• Texto em estudo

>>>>

Em parte, os altos diagnósticos femininos se explicam através do comportamento dos companheiros delas. Primeiramente, Pires explica que a conscientização em alguns grupos, praticamente, ‘heterossexualizou’ a Aids. Todavia, os homens têm relações sem proteção fora do casamento, e assim levam o vírus para dentro do lar.

A Ciência avançou, e a proteção não mudou

Mais uma vez, a medicina é vítima de sua própria eficiência. Nos anos 80, sentar em frente ao médico para receber o diagnóstico era – de fato – ouvir uma sentença de morte lenta. Mas o tratamento avançou, evitando ao paciente definhar em praça pública. Mas, por consequência, afrouxaram a percepção de que o vírus existe e a consciência em relação aos hábitos de proteção.

<<<<

• Material extraído
>>>>

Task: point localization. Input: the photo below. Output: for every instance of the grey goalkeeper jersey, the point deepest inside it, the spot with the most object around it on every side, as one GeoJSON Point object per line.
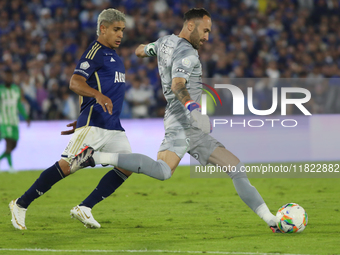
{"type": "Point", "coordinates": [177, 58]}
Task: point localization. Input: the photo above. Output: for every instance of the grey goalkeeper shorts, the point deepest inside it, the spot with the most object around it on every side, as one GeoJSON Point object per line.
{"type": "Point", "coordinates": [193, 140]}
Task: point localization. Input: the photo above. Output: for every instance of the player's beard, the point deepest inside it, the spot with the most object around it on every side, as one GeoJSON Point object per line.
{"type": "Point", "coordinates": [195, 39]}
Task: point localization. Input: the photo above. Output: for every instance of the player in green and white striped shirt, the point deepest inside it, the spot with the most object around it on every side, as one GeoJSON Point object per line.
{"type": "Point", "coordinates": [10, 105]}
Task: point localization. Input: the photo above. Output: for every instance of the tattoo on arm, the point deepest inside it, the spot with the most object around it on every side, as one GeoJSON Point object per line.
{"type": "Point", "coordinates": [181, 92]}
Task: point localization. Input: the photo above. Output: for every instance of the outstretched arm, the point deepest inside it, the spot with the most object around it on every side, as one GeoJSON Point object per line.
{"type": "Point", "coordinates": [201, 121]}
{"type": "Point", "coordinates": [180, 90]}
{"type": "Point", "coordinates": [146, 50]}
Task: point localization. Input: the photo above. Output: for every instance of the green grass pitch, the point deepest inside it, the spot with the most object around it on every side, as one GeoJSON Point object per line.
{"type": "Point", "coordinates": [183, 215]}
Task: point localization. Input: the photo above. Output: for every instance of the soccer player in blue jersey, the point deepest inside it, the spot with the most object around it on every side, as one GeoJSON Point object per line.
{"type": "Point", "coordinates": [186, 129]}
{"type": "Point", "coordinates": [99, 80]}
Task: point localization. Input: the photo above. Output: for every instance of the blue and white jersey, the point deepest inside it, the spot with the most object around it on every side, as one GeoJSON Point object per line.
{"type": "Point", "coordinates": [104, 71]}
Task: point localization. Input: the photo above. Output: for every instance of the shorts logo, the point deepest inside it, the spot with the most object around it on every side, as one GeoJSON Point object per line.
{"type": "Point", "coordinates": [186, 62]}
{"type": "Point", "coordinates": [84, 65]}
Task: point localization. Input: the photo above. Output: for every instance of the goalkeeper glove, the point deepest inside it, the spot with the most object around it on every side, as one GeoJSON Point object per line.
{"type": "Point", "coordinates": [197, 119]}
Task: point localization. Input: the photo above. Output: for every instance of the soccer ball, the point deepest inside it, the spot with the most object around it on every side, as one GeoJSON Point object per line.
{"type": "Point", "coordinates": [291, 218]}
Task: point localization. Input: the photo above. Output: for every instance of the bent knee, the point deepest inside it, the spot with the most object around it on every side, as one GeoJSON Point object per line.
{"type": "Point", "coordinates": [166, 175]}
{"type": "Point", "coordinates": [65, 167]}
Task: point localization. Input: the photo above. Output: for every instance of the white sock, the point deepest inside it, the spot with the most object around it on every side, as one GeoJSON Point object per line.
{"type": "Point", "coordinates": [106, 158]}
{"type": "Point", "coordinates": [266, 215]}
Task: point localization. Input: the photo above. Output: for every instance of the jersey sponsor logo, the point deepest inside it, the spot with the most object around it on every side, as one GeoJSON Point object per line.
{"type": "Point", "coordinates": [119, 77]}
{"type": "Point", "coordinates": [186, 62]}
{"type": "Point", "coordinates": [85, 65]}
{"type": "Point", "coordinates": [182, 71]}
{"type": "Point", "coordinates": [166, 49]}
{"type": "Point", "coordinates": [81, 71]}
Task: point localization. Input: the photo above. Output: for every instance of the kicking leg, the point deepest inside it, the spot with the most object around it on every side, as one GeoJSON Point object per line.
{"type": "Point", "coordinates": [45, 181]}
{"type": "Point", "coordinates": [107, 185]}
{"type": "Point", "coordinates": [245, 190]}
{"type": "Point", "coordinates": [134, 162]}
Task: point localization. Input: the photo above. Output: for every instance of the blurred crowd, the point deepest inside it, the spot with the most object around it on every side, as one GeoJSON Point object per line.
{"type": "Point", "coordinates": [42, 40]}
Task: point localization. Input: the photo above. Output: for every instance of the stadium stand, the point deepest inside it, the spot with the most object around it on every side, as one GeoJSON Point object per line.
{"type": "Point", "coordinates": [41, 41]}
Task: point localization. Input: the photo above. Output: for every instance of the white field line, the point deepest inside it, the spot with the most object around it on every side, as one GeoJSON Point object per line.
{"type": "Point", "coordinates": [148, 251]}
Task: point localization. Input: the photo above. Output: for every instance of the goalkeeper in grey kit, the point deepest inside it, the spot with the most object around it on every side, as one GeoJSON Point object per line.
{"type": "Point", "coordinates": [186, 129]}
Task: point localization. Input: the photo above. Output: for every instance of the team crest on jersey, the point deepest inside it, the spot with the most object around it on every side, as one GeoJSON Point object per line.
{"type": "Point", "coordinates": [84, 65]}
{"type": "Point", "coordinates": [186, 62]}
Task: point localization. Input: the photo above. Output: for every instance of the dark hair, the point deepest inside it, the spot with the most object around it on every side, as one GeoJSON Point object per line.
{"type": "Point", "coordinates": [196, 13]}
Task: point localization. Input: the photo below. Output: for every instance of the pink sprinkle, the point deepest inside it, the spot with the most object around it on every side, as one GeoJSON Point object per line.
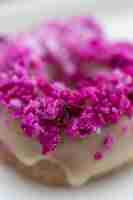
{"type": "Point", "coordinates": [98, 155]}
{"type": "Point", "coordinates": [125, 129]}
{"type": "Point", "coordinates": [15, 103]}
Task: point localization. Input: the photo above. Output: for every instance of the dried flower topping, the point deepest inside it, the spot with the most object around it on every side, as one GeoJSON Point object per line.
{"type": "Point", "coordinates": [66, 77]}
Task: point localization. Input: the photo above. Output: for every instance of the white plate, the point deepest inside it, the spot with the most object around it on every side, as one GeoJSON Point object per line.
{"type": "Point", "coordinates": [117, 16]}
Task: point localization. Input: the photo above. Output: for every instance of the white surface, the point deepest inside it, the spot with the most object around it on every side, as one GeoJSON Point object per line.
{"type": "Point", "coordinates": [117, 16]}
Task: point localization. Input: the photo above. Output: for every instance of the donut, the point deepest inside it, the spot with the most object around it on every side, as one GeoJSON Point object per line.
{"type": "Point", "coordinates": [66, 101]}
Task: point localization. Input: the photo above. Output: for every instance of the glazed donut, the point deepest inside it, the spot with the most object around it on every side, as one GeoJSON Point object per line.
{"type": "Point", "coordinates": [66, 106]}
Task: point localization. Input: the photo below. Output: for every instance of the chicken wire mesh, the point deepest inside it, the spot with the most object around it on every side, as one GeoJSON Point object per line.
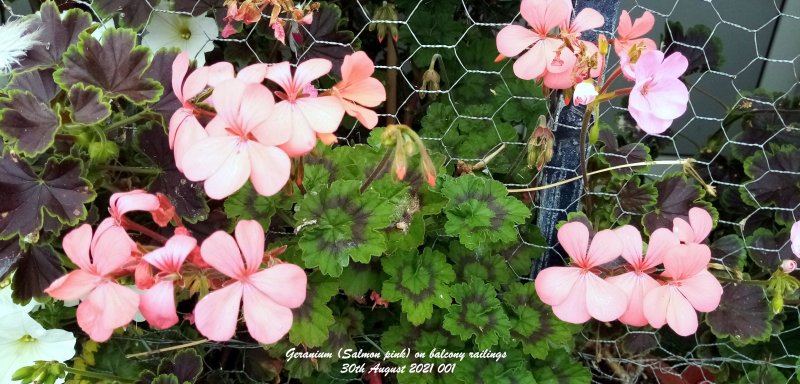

<<<<

Copie na íntegra o texto sobre a Aids, sem alterar nenhuma palavra nem a pontuação.

Em parte, os altos diagnósticos femininos se explicam através do comportamento dos companheiros delas. Primeiramente, Pires explica que a conscientização em alguns grupos, praticamente, ‘heterossexualizou’ a Aids. Todavia, os homens têm relações sem proteção fora do casamento, e assim levam o vírus para dentro do lar.

A Ciência avançou, e a proteção não mudou

Mais uma vez, a medicina é vítima de sua própria eficiência. Nos anos 80, sentar em frente ao médico para receber o diagnóstico era – de fato – ouvir uma sentença de morte lenta. Mas o tratamento avançou, evitando ao paciente definhar em praça pública. Mas, por consequência, afrouxaram a percepção de que o vírus existe e a consciência em relação aos hábitos de proteção.